What the task requires » Each line from the one that holds "[point] every instance of the blue-green" to the end of the records is to be retyped exactly. Pictures are not part of the copy.

[start of Data records]

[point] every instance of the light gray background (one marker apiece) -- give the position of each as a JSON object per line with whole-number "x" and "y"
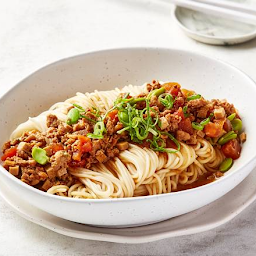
{"x": 34, "y": 33}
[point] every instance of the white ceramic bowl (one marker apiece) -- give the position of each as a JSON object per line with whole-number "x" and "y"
{"x": 105, "y": 70}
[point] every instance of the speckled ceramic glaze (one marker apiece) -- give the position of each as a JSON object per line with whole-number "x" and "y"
{"x": 105, "y": 70}
{"x": 213, "y": 30}
{"x": 203, "y": 219}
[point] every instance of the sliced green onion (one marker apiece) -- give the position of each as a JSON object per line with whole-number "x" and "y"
{"x": 194, "y": 97}
{"x": 226, "y": 165}
{"x": 99, "y": 129}
{"x": 237, "y": 124}
{"x": 40, "y": 156}
{"x": 73, "y": 116}
{"x": 79, "y": 107}
{"x": 135, "y": 122}
{"x": 185, "y": 109}
{"x": 166, "y": 100}
{"x": 123, "y": 116}
{"x": 205, "y": 121}
{"x": 94, "y": 136}
{"x": 197, "y": 126}
{"x": 227, "y": 137}
{"x": 88, "y": 118}
{"x": 122, "y": 130}
{"x": 231, "y": 117}
{"x": 133, "y": 101}
{"x": 141, "y": 134}
{"x": 155, "y": 133}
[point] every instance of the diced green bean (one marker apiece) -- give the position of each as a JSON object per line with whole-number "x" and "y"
{"x": 73, "y": 116}
{"x": 227, "y": 137}
{"x": 226, "y": 165}
{"x": 39, "y": 155}
{"x": 231, "y": 117}
{"x": 237, "y": 124}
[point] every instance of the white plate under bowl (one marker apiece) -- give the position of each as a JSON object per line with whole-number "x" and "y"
{"x": 206, "y": 218}
{"x": 211, "y": 29}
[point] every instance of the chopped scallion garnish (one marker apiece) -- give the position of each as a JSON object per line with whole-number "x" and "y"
{"x": 194, "y": 97}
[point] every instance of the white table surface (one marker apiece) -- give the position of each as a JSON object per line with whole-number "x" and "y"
{"x": 34, "y": 33}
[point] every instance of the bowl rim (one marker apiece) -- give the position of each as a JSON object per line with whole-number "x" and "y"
{"x": 250, "y": 35}
{"x": 251, "y": 83}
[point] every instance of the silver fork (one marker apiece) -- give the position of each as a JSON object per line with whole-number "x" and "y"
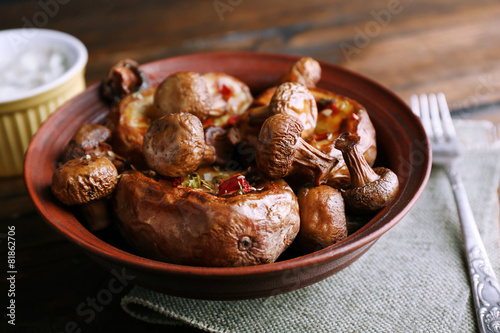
{"x": 436, "y": 119}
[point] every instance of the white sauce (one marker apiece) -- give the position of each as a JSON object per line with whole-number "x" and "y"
{"x": 30, "y": 69}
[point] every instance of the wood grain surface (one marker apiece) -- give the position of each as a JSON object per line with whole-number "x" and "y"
{"x": 409, "y": 46}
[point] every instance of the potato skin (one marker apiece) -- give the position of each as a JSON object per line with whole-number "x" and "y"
{"x": 323, "y": 219}
{"x": 191, "y": 227}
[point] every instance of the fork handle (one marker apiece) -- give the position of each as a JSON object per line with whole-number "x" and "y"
{"x": 484, "y": 284}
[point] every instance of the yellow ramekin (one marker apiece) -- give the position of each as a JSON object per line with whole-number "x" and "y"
{"x": 21, "y": 117}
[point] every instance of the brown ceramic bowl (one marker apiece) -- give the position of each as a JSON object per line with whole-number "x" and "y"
{"x": 402, "y": 143}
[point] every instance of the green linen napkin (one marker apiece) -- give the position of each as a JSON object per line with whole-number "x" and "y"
{"x": 412, "y": 280}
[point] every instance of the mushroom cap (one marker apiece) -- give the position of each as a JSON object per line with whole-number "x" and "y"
{"x": 306, "y": 71}
{"x": 373, "y": 196}
{"x": 174, "y": 144}
{"x": 278, "y": 139}
{"x": 87, "y": 137}
{"x": 183, "y": 92}
{"x": 85, "y": 179}
{"x": 296, "y": 100}
{"x": 124, "y": 78}
{"x": 322, "y": 217}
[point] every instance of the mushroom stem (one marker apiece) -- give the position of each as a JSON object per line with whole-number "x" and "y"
{"x": 293, "y": 99}
{"x": 283, "y": 152}
{"x": 370, "y": 189}
{"x": 258, "y": 115}
{"x": 360, "y": 171}
{"x": 318, "y": 162}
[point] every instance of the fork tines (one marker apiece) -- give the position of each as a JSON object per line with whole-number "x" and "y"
{"x": 435, "y": 116}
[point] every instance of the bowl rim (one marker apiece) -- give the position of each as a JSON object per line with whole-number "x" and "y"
{"x": 69, "y": 40}
{"x": 369, "y": 232}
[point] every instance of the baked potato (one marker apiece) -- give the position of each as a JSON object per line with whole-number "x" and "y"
{"x": 191, "y": 227}
{"x": 211, "y": 172}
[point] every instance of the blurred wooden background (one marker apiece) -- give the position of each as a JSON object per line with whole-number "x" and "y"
{"x": 409, "y": 46}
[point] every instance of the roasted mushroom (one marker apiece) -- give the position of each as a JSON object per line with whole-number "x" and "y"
{"x": 322, "y": 218}
{"x": 130, "y": 119}
{"x": 230, "y": 96}
{"x": 185, "y": 226}
{"x": 282, "y": 151}
{"x": 123, "y": 79}
{"x": 370, "y": 189}
{"x": 174, "y": 144}
{"x": 305, "y": 71}
{"x": 184, "y": 92}
{"x": 293, "y": 99}
{"x": 86, "y": 182}
{"x": 92, "y": 139}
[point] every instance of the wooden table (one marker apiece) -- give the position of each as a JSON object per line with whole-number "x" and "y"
{"x": 410, "y": 46}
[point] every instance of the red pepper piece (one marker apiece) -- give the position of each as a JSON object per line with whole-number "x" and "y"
{"x": 225, "y": 91}
{"x": 234, "y": 184}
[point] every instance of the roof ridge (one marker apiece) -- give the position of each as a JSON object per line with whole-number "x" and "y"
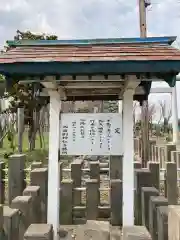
{"x": 102, "y": 41}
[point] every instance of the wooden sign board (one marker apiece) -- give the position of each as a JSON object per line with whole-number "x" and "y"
{"x": 91, "y": 134}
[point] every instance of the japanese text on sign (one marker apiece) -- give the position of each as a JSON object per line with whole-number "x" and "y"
{"x": 91, "y": 134}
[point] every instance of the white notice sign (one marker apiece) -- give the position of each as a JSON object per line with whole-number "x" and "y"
{"x": 91, "y": 134}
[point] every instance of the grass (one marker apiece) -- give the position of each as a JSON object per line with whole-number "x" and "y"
{"x": 38, "y": 154}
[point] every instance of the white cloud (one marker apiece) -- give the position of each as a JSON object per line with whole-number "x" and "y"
{"x": 88, "y": 18}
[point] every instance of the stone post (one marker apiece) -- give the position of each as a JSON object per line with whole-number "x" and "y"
{"x": 35, "y": 165}
{"x": 162, "y": 222}
{"x": 174, "y": 222}
{"x": 76, "y": 174}
{"x": 24, "y": 204}
{"x": 137, "y": 165}
{"x": 16, "y": 176}
{"x": 2, "y": 183}
{"x": 39, "y": 177}
{"x": 39, "y": 232}
{"x": 156, "y": 153}
{"x": 116, "y": 202}
{"x": 171, "y": 190}
{"x": 92, "y": 199}
{"x": 142, "y": 179}
{"x": 95, "y": 171}
{"x": 116, "y": 167}
{"x": 34, "y": 192}
{"x": 1, "y": 222}
{"x": 154, "y": 202}
{"x": 162, "y": 157}
{"x": 168, "y": 149}
{"x": 152, "y": 142}
{"x": 146, "y": 193}
{"x": 11, "y": 223}
{"x": 66, "y": 202}
{"x": 61, "y": 171}
{"x": 155, "y": 174}
{"x": 153, "y": 153}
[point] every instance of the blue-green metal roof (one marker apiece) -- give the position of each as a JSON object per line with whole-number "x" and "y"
{"x": 149, "y": 40}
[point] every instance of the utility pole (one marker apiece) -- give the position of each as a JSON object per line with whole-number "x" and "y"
{"x": 143, "y": 4}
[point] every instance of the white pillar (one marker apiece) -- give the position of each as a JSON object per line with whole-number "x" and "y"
{"x": 128, "y": 160}
{"x": 120, "y": 106}
{"x": 175, "y": 116}
{"x": 53, "y": 169}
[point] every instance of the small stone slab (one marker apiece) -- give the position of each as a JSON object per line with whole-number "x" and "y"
{"x": 39, "y": 232}
{"x": 136, "y": 233}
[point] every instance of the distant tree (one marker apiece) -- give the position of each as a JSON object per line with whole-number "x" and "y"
{"x": 27, "y": 95}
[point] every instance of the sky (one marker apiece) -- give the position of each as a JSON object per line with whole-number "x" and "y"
{"x": 90, "y": 19}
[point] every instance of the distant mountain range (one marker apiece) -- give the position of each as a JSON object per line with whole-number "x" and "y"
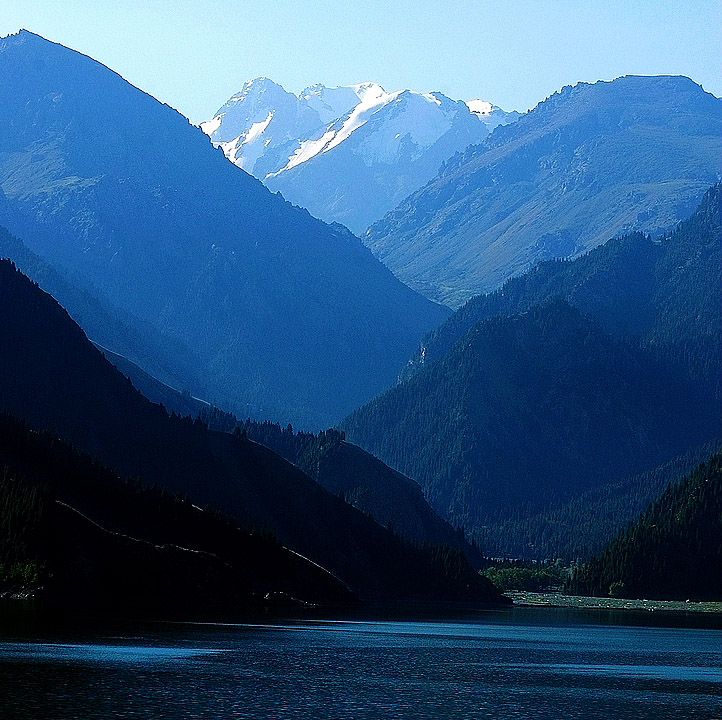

[end of Data records]

Exercise response »
[point] every instance of the blue-green metal roof (one marker apiece) -- give the position of each as a JSON object per line with whole-number "x" and "y"
{"x": 149, "y": 40}
[point] every instance of the utility pole (one marker apiece) -- give the position of each as a JSON object per line with whole-number "x" and "y"
{"x": 143, "y": 4}
[point] every instance of the white pillar (one marker apiece) -- give the position of each as a JSON object per line with whole-number "x" and "y"
{"x": 128, "y": 160}
{"x": 120, "y": 106}
{"x": 175, "y": 116}
{"x": 53, "y": 169}
[point] every instance of the small stone slab (one marker apiece) -- give the position of each as a JSON object per line with whole-number "x" and "y"
{"x": 39, "y": 232}
{"x": 136, "y": 233}
[point] every instance of the distant tree (one marker apiece) -- give the position of each as a JSON object per line with whole-number "x" and "y"
{"x": 27, "y": 95}
[point] every instance of the sky (one marker apiece) -- give the position of each as a JSON object per line with whole-number "x" and "y"
{"x": 90, "y": 19}
[point] every instance of the distant mountain range (one marker apiece) -- give the position of each as a JSON object per line with whole-number "x" and "y"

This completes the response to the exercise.